-- Opening Marker --

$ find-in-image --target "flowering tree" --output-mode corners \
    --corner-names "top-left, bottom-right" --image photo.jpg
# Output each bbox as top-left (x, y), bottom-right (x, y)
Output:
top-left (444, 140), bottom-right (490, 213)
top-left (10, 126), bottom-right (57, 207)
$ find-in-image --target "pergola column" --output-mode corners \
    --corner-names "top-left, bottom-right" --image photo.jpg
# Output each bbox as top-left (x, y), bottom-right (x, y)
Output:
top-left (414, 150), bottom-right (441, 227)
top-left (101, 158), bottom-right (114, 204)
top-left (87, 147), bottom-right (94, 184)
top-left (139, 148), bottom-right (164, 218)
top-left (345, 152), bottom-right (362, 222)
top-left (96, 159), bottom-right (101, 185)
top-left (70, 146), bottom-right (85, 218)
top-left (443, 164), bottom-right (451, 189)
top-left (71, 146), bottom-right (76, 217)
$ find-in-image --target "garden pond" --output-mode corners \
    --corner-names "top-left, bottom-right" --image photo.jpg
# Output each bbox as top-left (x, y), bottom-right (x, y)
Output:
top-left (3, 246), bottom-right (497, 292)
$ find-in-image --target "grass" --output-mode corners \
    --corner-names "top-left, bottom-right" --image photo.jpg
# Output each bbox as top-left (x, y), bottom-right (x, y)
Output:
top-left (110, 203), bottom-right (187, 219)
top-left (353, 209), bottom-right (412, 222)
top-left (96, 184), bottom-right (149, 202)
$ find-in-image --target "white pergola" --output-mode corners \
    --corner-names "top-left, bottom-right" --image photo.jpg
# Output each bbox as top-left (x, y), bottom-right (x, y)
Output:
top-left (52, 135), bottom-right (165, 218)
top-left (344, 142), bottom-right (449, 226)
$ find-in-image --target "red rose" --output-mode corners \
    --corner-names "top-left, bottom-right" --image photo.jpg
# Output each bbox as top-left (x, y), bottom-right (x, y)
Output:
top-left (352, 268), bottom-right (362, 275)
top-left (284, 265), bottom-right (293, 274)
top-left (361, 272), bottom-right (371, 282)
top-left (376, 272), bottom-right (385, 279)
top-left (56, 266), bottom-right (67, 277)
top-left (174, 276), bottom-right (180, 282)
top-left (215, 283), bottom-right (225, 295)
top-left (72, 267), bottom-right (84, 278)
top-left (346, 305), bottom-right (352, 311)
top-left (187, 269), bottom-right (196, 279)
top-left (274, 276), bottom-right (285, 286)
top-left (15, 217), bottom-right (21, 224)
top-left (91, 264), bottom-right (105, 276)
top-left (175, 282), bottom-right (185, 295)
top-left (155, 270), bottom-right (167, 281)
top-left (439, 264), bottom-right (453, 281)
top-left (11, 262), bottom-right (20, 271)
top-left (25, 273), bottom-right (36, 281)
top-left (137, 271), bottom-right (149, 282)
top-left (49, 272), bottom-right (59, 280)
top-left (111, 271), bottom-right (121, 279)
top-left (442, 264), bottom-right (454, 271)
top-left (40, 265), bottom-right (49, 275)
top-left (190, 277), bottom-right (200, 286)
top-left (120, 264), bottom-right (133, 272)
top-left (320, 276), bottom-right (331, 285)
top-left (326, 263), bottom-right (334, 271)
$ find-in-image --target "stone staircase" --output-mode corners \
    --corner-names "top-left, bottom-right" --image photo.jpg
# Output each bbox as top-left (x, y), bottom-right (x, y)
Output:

-- Closing Marker --

THE TASK:
Line by line, transcribe the data exactly.

SOLUTION TO THIS EXERCISE:
$ find-in-image --target "flowering tree" --output-mode corners \
    --corner-names "top-left, bottom-right" --image photo.jpg
# Output each bbox as top-left (x, y), bottom-right (x, y)
Output:
top-left (444, 140), bottom-right (490, 213)
top-left (10, 126), bottom-right (57, 207)
$ find-in-image --target "pergola column" --output-mode corners \
    --corner-names "top-left, bottom-right" --image photo.jpg
# Output each bbox as top-left (x, y), bottom-right (x, y)
Output:
top-left (414, 150), bottom-right (441, 227)
top-left (101, 158), bottom-right (114, 204)
top-left (87, 147), bottom-right (94, 184)
top-left (139, 148), bottom-right (164, 218)
top-left (345, 152), bottom-right (362, 222)
top-left (96, 159), bottom-right (101, 185)
top-left (70, 146), bottom-right (85, 218)
top-left (443, 164), bottom-right (451, 189)
top-left (71, 146), bottom-right (76, 217)
$ find-in-image --target "garden pond" --output-mode corners \
    --corner-names "top-left, bottom-right" --image photo.jpg
# Output each bbox as top-left (x, y), bottom-right (x, y)
Output:
top-left (3, 246), bottom-right (497, 292)
$ find-in-image --target "grass" --output-mode corners \
    --corner-names "top-left, bottom-right" --image photo.jpg
# Output each bbox as top-left (x, y), bottom-right (x, y)
Output:
top-left (110, 203), bottom-right (187, 219)
top-left (353, 209), bottom-right (412, 222)
top-left (96, 184), bottom-right (149, 202)
$ find-in-image --target "white pergola" --output-mode corners \
    --corner-names "top-left, bottom-right" --image photo.jpg
# Output each bbox as top-left (x, y), bottom-right (x, y)
Output:
top-left (52, 135), bottom-right (165, 218)
top-left (344, 142), bottom-right (449, 226)
$ find-in-image --target "red rose" --output-mode corners \
    --corner-names "top-left, bottom-right" --image photo.jpg
# Output each bbox as top-left (x, y), bottom-right (x, y)
Output:
top-left (352, 268), bottom-right (362, 275)
top-left (284, 265), bottom-right (293, 274)
top-left (361, 272), bottom-right (371, 282)
top-left (376, 272), bottom-right (385, 279)
top-left (56, 266), bottom-right (67, 277)
top-left (174, 276), bottom-right (180, 282)
top-left (215, 283), bottom-right (225, 295)
top-left (72, 267), bottom-right (84, 278)
top-left (346, 305), bottom-right (352, 311)
top-left (187, 269), bottom-right (196, 279)
top-left (274, 276), bottom-right (285, 286)
top-left (15, 217), bottom-right (21, 224)
top-left (91, 264), bottom-right (105, 276)
top-left (175, 282), bottom-right (185, 295)
top-left (155, 270), bottom-right (167, 281)
top-left (439, 264), bottom-right (453, 281)
top-left (11, 262), bottom-right (20, 271)
top-left (25, 273), bottom-right (36, 281)
top-left (137, 271), bottom-right (149, 282)
top-left (49, 272), bottom-right (59, 280)
top-left (111, 271), bottom-right (121, 279)
top-left (442, 264), bottom-right (454, 271)
top-left (40, 265), bottom-right (49, 275)
top-left (190, 277), bottom-right (200, 286)
top-left (120, 264), bottom-right (133, 272)
top-left (320, 276), bottom-right (331, 285)
top-left (326, 263), bottom-right (334, 271)
$ find-in-image --target "stone staircase" --output-mode corners \
    --corner-names "top-left, bottom-right" --image photo.jpg
# Output each bbox as top-left (x, y), bottom-right (x, y)
Output:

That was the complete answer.